**Verilen görev 1**
Aşağıdaki listede "would" kelimesinin geçtiği satırları say ve yalnızca sayıyı yaz.

**Kaynak**
○ ○ ○ ○
Siber suçluların telefonunuza sızmak için kullandıkları yöntemler

Araştırmacılar zararlı yazılımları analiz edebilmek için yeni yöntemler ararken, siber suçlular da dijital aygıtları özellikle de telefonları ele geçirmenin sürekli yeni yollarını arıyorlar. Siber suçluların telefonlara sızmak için kullandığı 12 yöntem…

Global antivirüs kuruluşu ESET’ten araştırmacılara göre siber suçlular, kafa karıştıran sosyal mühendislik yöntemlerinin yanı sıra zararlı yazılım tespitini engellemeye çalışan karmaşık teknik kodlar uyguluyorlar. ESET uzmanları, son dönemde görülen 12 sızma yöntemini mercek altına aldı.
○ ○ ○ ○
**Kayıtlar**
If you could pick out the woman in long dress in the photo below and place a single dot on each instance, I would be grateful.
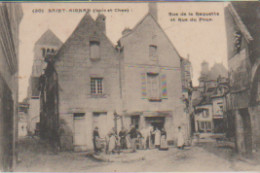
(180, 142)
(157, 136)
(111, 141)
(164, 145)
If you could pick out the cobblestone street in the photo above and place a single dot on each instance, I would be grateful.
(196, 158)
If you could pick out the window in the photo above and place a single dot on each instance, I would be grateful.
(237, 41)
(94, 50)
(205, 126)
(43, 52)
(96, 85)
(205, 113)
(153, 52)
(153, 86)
○ ○ ○ ○
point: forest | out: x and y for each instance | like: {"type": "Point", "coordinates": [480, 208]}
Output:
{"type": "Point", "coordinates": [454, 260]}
○ ○ ○ ○
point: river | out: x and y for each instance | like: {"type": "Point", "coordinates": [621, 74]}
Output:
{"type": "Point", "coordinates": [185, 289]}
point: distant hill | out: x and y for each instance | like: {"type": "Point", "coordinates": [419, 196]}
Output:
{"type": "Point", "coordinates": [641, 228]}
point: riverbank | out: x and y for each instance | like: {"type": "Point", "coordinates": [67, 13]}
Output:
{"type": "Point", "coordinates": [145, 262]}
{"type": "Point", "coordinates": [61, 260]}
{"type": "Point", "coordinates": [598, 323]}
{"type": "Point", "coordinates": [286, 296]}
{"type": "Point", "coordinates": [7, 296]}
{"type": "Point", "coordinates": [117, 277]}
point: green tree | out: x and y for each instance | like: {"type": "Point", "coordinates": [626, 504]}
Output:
○ ○ ○ ○
**Verilen görev 2**
Siber suçluların telefonlara sızma yöntemlerini anlatan yazıyı kaldığı yerden devam ettir.

**Sonuç 1**
3

**Sonuç 2**
1. Google Play Store’daki uygulamaların kullanılması

Resmi Google mağazasında kötü amaçlı yazılımlara her zaman rastlanabilir. Siber suçlular için kötü amaçlı uygulamalarını gerçek uygulamaların satıldığı ortamlara gizlice sokmak, çok daha fazla potansiyel kurbana ulaşarak daha fazla etkiye sahip olabilecekleri ve bunu neredeyse garanti altına alabilecekleri büyük bir zaferdir.


2. Planlanan uygulama sürüm tarihlerinden yararlanmak

Siber suç dünyasında yaygın bir yol olan zararlı yazılımı, bir uygulama ya da oyun versiyonuymuş gibi gösterme yöntemi, aniden popülerlik kazanan, yayınlanma tarihi belirlenmiş ya da bazı ülkelerde satışa sunulmayan uygulamaları esas almaktadır. Örneğin zararlı yazılımlar Pokémon GO, Prisma ve Dubsmash ile dünya çapında yüz binlerce noktaya yayıldılar.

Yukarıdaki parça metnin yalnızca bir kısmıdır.